Up to the Minute: Streaming Bits to Audiophile DAC


I have some unanswered questions from another thread, and also some new ones despite searching the archives. So I hope this thread might be a good place for all of us who are interested in state of the art audio quality from hard disk drive based files.

Kublakhan in another thread suggested using the Sweetwater Creation Stations as hardware for a PC based audio solution and so far this gear looks pretty good to me.

My questions, however, arise from the fact that there may be some disconnect between the conventions for "pro audio" and "audiophile" audio.

So as of this writing, can anyone please explain:

Why does every pro audio person seem confused when I tell them I want to use an external DAC?

What is the BEST way to extract bit for bit data from a hard drive, to export to an audiophile DAC?

Why oh why do expensive $$$ music or media servers, which are supposedly configured to optimize audio use, nonetheless require some sort of cheapo "interface" to stream the data into an audiophile DAC?

Why on earth would I want to buy an audiophile "sound card", which I presume (in addition to an "interface") also has its own DAC?

Given the options which are available for "sound card" and/or "interface" type devices, what is the BEST way to tap the bitstream and/or maximize performance of the audiophile DAC? Optical? TOSLINK? Spdif?

Given the choices I might have for the "interface" between the computer and the DAC, what is the BEST way to minimized "jitter" or other audiophile nasties? Or is that phenomenon more of a downstream issue AFTER the bitstream hits the DAC?

There is a lot of great information in the other threads about ripping, tagging, Foobar vs Itunes and a million other complications of hard drive based audio.

But for now, I would really appreciate just some basic, conclusive opinions on the best way to get bits off the hard drive and safely on their way to my speakers from an audiophile DAC.

Please advise.

THANK YOU.
cwlondon

Showing 17 responses by audioengr

The best digital connectivity solutions are (best to worst):

I2S
AES/EBU
S/PDIF
Toslink

I2S DAC's include:

Perpetual P-3A
Benchmark DAC-1 (with mods)
Northstar 192
Lite Dac-60 (with mods)
Kpavey wrote:
"Then build up a USB to I2S convertor - such as one at www.dddac.de and you're away."

I looked at this design. I uses the PCM2707 TI chip. This means that it can only use the Windows drivers and will not pass 24/96. IMO, this chip is only useful for Wi-Fi, which is already limited to 16/44.1 and does not require any driver because it is networked. For USB, you need a non-windows driver to get good sound quality.

== Goal of the exercise ==
Reproduce word for word the part of the forum thread on streaming bits to an audiophile DAC that opens with the words containing "Given the options" and closes with "an audiophile DAC.".

== Record list ==
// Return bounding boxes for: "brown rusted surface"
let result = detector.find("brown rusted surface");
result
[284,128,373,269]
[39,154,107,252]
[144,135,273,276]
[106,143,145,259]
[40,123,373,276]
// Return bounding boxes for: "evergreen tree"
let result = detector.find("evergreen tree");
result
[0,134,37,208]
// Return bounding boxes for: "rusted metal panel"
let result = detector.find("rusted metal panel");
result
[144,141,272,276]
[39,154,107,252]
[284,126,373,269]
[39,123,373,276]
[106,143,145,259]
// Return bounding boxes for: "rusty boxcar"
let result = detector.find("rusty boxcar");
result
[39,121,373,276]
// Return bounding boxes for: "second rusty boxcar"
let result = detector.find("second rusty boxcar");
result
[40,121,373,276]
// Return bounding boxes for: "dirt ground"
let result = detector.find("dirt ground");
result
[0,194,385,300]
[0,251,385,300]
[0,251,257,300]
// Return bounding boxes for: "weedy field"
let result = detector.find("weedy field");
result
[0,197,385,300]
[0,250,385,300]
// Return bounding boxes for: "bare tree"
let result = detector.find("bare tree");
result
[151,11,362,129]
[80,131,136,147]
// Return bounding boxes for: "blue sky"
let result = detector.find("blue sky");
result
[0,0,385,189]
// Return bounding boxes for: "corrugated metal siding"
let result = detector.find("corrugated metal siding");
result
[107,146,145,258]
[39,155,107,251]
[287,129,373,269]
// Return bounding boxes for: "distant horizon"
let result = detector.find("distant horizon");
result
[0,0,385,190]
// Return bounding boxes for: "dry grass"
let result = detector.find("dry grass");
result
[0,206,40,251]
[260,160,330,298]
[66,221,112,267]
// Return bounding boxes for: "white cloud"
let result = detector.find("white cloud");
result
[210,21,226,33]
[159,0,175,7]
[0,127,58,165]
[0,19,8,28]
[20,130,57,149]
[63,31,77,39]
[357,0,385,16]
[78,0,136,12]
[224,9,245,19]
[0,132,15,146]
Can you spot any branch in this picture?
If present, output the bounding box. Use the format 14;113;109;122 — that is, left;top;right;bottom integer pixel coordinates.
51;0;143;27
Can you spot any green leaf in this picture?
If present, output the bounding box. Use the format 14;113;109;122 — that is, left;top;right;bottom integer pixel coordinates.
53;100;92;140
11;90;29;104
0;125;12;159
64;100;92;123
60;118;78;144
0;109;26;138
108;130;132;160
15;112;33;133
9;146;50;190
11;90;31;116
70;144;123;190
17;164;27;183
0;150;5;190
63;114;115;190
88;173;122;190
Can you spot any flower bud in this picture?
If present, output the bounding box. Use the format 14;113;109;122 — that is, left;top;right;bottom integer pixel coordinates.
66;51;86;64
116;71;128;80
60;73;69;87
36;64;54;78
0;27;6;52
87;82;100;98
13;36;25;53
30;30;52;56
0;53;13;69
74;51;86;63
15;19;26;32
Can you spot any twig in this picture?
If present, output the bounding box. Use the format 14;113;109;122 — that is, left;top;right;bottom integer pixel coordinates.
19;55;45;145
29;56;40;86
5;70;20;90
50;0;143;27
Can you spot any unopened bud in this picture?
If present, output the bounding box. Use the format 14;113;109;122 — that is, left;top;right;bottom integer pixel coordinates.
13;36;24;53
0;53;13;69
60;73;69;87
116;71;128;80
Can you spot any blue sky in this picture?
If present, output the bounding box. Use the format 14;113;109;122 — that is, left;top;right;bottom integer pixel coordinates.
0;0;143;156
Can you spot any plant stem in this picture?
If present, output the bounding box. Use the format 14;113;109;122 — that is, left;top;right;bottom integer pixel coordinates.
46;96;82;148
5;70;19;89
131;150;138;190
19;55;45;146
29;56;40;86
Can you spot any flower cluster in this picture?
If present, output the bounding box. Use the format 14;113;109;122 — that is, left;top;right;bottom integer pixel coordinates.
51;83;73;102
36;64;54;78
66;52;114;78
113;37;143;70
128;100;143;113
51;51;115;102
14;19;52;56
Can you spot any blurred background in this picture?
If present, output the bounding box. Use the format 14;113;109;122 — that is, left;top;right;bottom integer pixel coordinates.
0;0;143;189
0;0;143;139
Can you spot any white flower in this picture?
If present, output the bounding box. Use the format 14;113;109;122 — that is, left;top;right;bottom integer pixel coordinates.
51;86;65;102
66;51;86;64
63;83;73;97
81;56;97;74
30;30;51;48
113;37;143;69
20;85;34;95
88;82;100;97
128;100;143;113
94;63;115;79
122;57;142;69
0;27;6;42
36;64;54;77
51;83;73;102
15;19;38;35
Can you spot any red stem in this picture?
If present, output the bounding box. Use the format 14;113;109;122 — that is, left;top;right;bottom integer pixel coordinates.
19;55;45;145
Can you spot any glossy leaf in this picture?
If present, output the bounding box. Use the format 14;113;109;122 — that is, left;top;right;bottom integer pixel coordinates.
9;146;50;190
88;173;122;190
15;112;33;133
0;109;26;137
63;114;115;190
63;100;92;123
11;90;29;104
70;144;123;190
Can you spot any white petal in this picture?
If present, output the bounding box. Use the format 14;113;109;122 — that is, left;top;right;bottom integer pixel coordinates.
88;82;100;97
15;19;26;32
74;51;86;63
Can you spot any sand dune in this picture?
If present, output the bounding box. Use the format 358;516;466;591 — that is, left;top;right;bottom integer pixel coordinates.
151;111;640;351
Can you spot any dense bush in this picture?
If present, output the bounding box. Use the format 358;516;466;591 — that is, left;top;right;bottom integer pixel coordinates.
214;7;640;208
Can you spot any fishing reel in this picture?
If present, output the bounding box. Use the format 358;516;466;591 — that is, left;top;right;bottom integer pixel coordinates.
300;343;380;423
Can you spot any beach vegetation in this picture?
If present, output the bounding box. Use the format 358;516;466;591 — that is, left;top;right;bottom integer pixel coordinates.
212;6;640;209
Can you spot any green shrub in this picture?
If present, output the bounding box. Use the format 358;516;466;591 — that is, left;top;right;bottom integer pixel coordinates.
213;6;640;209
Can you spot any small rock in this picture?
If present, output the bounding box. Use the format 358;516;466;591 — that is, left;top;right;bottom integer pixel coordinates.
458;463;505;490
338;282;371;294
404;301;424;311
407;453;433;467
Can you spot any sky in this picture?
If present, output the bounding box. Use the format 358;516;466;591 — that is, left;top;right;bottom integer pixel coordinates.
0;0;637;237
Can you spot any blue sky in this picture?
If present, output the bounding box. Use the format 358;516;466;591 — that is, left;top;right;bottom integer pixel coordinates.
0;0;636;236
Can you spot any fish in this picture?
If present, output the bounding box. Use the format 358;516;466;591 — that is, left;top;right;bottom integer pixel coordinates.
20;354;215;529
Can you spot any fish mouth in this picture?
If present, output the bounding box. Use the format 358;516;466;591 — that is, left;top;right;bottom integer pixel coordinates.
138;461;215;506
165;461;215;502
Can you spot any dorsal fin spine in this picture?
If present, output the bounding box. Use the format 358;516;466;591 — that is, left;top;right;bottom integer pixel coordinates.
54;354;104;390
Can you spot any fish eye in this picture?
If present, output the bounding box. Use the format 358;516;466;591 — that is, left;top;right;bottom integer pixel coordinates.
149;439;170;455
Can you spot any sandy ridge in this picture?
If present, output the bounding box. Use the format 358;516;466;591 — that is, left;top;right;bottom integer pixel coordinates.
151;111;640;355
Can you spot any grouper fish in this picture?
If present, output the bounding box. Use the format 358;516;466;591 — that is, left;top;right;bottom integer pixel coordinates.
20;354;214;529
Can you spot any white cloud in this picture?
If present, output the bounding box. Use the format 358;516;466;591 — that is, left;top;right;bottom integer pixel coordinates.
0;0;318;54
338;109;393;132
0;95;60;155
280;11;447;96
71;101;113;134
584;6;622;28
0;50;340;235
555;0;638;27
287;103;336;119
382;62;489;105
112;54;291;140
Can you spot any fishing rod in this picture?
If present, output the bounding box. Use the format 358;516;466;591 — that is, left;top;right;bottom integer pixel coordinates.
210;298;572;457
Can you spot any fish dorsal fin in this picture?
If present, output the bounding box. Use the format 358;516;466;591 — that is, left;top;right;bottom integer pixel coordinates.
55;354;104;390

== Result for this task ==
Given the options which are available for "sound card" and/or "interface" type devices, what is the BEST way to tap the bitstream and/or maximize performance of the audiophile DAC? Optical? TOSLINK? Spdif?

Given the choices I might have for the "interface" between the computer and the DAC, what is the BEST way to minimized "jitter" or other audiophile nasties? Or is that phenomenon more of a downstream issue AFTER the bitstream hits the DAC?

There is a lot of great information in the other threads about ripping, tagging, Foobar vs Itunes and a million other complications of hard drive based audio.

But for now, I would really appreciate just some basic, conclusive opinions on the best way to get bits off the hard drive and safely on their way to my speakers from an audiophile DAC.